--- start of Input material ---

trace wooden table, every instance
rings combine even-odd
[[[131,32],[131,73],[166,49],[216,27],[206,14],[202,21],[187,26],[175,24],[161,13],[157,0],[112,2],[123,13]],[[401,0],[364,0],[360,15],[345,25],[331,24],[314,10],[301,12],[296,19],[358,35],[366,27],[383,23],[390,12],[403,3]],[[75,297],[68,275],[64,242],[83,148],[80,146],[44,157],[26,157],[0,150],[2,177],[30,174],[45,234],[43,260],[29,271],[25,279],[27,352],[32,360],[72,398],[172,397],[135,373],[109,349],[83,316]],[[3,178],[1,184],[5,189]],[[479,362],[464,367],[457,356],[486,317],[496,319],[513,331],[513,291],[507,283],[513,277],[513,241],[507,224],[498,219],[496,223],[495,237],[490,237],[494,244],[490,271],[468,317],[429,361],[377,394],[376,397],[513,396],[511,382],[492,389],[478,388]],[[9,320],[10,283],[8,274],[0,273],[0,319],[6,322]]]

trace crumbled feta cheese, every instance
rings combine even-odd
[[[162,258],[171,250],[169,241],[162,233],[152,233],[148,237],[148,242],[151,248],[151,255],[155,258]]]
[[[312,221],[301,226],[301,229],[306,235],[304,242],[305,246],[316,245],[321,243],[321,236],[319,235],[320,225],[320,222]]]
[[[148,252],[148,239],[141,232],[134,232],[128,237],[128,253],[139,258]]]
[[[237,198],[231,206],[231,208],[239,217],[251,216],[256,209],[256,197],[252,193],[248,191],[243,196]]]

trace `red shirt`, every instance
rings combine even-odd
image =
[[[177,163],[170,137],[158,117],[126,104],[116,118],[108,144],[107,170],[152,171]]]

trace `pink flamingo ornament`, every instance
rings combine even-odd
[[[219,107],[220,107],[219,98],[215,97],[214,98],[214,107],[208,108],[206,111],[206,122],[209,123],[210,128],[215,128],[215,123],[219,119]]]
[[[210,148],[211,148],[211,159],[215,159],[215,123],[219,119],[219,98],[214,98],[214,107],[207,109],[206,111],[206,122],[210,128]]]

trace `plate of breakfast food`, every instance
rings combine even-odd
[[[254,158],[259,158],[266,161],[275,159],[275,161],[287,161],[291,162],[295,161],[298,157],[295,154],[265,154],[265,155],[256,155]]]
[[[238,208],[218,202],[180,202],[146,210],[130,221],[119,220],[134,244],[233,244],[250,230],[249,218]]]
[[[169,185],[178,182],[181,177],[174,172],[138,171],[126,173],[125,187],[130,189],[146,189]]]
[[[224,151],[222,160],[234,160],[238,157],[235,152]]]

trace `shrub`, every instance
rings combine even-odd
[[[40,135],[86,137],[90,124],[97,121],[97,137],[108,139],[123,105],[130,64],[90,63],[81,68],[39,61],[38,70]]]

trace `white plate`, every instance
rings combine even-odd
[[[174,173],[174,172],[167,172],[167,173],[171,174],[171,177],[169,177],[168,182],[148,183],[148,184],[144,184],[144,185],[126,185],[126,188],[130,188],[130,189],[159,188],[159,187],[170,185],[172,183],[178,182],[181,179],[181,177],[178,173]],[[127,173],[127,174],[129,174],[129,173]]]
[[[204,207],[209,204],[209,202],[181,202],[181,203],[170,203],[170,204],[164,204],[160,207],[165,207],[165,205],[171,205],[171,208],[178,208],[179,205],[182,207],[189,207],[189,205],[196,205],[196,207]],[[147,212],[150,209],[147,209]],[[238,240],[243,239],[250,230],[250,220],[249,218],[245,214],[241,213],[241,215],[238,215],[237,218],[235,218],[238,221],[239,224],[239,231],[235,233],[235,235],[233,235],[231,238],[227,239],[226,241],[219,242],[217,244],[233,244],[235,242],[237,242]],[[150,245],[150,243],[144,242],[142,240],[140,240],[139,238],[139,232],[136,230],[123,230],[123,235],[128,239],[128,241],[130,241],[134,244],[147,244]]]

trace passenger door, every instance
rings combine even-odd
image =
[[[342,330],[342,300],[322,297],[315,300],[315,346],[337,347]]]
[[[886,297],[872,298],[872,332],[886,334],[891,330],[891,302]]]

--- end of Input material ---

*What is needed*. Lay out the material above as a Markdown table with the columns Row and Line, putting each line's number under Row and the line itself under Line, and leave out the blank lines.

*Written answer*.
| Row | Line |
|---|---|
| 1 | trace wooden table, every instance |
| 2 | rings combine even-odd |
| 3 | [[[131,32],[131,73],[166,49],[216,27],[206,14],[202,21],[187,26],[175,24],[161,13],[157,0],[112,2],[123,13]],[[401,0],[364,0],[360,15],[345,25],[331,24],[314,10],[301,12],[296,19],[358,35],[366,27],[383,23],[390,12],[403,3]],[[75,297],[68,275],[64,242],[83,148],[80,146],[44,157],[26,157],[0,150],[2,177],[30,174],[45,234],[43,260],[29,271],[25,279],[27,352],[32,360],[72,398],[172,397],[135,373],[109,349],[83,316]],[[3,178],[1,184],[5,189]],[[479,362],[464,367],[457,356],[486,317],[496,319],[513,331],[513,291],[507,283],[513,277],[513,241],[507,224],[498,219],[496,223],[495,237],[490,237],[494,244],[490,271],[468,317],[429,361],[377,394],[376,397],[513,396],[511,382],[492,389],[478,388]],[[9,320],[10,283],[8,274],[0,273],[0,319],[6,322]]] |
| 4 | trace crumbled feta cheese, every instance |
| 5 | rings combine even-odd |
| 6 | [[[162,258],[171,250],[169,241],[162,233],[152,233],[148,237],[148,242],[151,248],[151,255],[155,258]]] |
| 7 | [[[312,221],[301,226],[301,229],[306,235],[304,242],[305,246],[316,245],[321,243],[321,236],[319,235],[320,225],[320,222]]] |
| 8 | [[[148,252],[148,239],[141,232],[134,232],[128,237],[128,253],[139,258]]] |
| 9 | [[[237,198],[231,206],[231,208],[239,217],[251,216],[256,209],[256,197],[252,193],[248,191],[243,196]]] |
| 10 | trace `red shirt`, every instance |
| 11 | rings combine even-odd |
| 12 | image = |
| 13 | [[[177,163],[170,137],[158,117],[126,104],[116,118],[108,144],[107,170],[152,171]]] |
| 14 | trace `pink flamingo ornament`, every instance |
| 15 | rings combine even-odd |
| 16 | [[[219,107],[220,107],[219,98],[215,97],[214,98],[214,107],[208,108],[206,111],[206,122],[209,123],[210,128],[215,128],[215,123],[219,119]]] |
| 17 | [[[210,148],[211,148],[211,159],[215,159],[215,123],[219,119],[219,98],[214,98],[214,107],[207,109],[206,111],[206,122],[210,128]]] |
| 18 | trace `plate of breakfast food`, every instance |
| 19 | rings combine even-odd |
| 20 | [[[254,158],[259,158],[266,161],[275,159],[275,161],[287,161],[291,162],[295,161],[298,157],[295,154],[265,154],[265,155],[256,155]]] |
| 21 | [[[238,208],[218,202],[180,202],[146,210],[130,221],[119,220],[134,244],[233,244],[250,230],[249,218]]] |
| 22 | [[[169,185],[178,182],[181,177],[174,172],[138,171],[126,173],[125,187],[130,189],[146,189]]] |
| 23 | [[[224,151],[222,160],[234,160],[238,157],[235,152]]] |
| 24 | trace `shrub`, every instance |
| 25 | rings combine even-odd |
| 26 | [[[40,135],[86,137],[90,124],[97,121],[97,137],[108,139],[123,105],[130,64],[90,63],[81,68],[39,61],[38,70]]] |
| 27 | trace `white plate`, every instance |
| 28 | rings combine even-odd |
| 29 | [[[174,173],[174,172],[167,172],[167,173],[171,174],[171,177],[169,177],[168,182],[148,183],[148,184],[144,184],[144,185],[126,185],[126,188],[130,188],[130,189],[159,188],[159,187],[170,185],[172,183],[178,182],[181,179],[181,177],[178,173]],[[127,173],[127,174],[129,174],[129,173]]] |
| 30 | [[[204,207],[209,204],[209,202],[181,202],[181,203],[170,203],[170,204],[164,204],[160,207],[165,207],[165,205],[171,205],[171,208],[178,208],[179,205],[182,207],[189,207],[189,205],[196,205],[196,207]],[[147,212],[150,209],[147,209]],[[238,240],[243,239],[250,230],[250,220],[249,218],[245,214],[241,213],[241,215],[238,215],[237,218],[235,218],[238,221],[239,224],[239,231],[235,233],[235,235],[233,235],[231,238],[227,239],[226,241],[219,242],[217,244],[233,244],[235,242],[237,242]],[[150,245],[150,243],[144,242],[142,240],[140,240],[139,238],[139,232],[136,230],[123,230],[123,235],[128,239],[128,241],[130,241],[134,244],[147,244]]] |
| 31 | trace passenger door, every instance |
| 32 | rings combine even-odd |
| 33 | image = |
| 34 | [[[342,330],[342,300],[322,297],[315,300],[315,346],[337,347]]] |
| 35 | [[[886,297],[872,298],[872,332],[886,334],[891,330],[891,302]]] |